- [SELECTED EXCERPT]
▬▬▬
If CLONE_WAIT_PID is set the newly created process will not be
considered by process wait requests that wait generically on children
such as:

	syscall(__NR_wait4, -1, wstatus, options, rusage)
	syscall(__NR_waitpid, -1, wstatus, options)
	syscall(__NR_waitid, P_ALL, -1, siginfo, options, rusage)
	syscall(__NR_waitid, P_PGID, -1, siginfo, options, rusage)
	syscall(__NR_waitpid, -pid, wstatus, options)
	syscall(__NR_wait4, -pid, wstatus, options, rusage)

A process created with CLONE_WAIT_PID can only be waited upon with a
focussed wait call. This ensures that processes can be reaped even if
all file descriptors referring to it are closed.

/* Usecases */
This feature has been requested in discussions when I presented this
work multiple times. Here are concrete use cases people have:
1. Process managers that would like to use pidfd for all process
   watching needs require this feature.
   A process manager (e.g. PID 1) that needs to reap all children
   assigned to it needs to invoke some form of waitall request as
   outlined above.  This has to be done since the process manager might
   not know about processes that got re-parented to it. Without
   CLONE_WAIT_PID the process manager will end up reaping processes it
   uses pidfds to watch for since they are crucial internal processes.
2. Various libraries want to be able to fork off helper processes
   internally that do not otherwise affect the program they are used in.
   This is currently not possible.
▬▬▬
- [WORK TO COMPLETE]
1) In the CLONE_WAIT_PID excerpt, what is the only kind of wait call that can wait on a process created with CLONE_WAIT_PID?
2) Pick up the CLONE_WAIT_PID excerpt after its last sentence and keep writing it.

- [GIVEN RECORDS]
▬▬▬
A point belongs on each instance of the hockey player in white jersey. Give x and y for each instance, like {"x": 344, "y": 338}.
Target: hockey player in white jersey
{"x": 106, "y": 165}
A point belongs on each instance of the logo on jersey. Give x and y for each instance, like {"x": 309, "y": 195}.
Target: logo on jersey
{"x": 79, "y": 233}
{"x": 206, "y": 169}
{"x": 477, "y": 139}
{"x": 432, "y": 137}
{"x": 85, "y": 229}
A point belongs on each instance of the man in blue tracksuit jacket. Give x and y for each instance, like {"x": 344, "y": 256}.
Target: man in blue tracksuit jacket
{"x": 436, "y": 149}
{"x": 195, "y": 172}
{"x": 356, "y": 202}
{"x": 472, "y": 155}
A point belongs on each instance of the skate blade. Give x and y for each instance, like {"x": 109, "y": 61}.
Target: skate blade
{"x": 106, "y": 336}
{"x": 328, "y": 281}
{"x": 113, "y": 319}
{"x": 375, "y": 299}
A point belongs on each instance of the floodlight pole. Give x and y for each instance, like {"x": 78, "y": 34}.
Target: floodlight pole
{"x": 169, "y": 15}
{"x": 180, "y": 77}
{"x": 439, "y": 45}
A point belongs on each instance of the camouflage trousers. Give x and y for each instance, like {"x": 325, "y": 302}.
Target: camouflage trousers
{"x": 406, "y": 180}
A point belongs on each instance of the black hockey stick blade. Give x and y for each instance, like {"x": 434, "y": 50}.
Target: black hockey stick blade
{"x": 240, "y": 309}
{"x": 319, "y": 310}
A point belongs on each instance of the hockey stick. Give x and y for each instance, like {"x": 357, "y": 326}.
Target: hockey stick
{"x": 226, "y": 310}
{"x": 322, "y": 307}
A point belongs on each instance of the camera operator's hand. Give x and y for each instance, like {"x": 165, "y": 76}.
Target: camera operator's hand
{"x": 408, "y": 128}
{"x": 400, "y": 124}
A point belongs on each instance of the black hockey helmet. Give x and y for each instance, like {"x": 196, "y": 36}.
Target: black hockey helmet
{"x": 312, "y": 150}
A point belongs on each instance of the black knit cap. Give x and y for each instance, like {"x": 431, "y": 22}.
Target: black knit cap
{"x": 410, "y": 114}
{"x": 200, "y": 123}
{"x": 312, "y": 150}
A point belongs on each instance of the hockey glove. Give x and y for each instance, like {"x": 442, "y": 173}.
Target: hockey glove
▬▬▬
- [THE ANSWERS]
1) A focused wait call.

2)
   However, if a process invokes a waitall request the internal
   helper process of the library might get reaped, confusing the library
   which expected it to reap it itself.
   Careful programs will thus generally avoid waitall requests which is
   inefficient.
3. A general class of programs are ones that use event loops (e.g. GLib,
   systemd, and LXC etc.). Such event loops currently call focused wait
   requests iteratively on all processes they are configured to watch to
   avoid waitall request pitfalls.
   This is ugly and inefficient since it cannot be used to watch large
   numbers of file descriptors without paying the O(n) cost on each
   event loop iteration.

/* Prior art */
FreeBSD has a similar concept (cf. [1], [2]). They are currently doing
it the other way around, i.e. by default all procdescs are not visible
in waitall requests. Howver, originally, they allowed procdescs to
appear in waitall and changed it later (cf. [1]).

Currently, CLONE_WAIT_PID can only be used in conjunction with
CLONE_PIDFD since the usecases above only make sense when used in
combination with both.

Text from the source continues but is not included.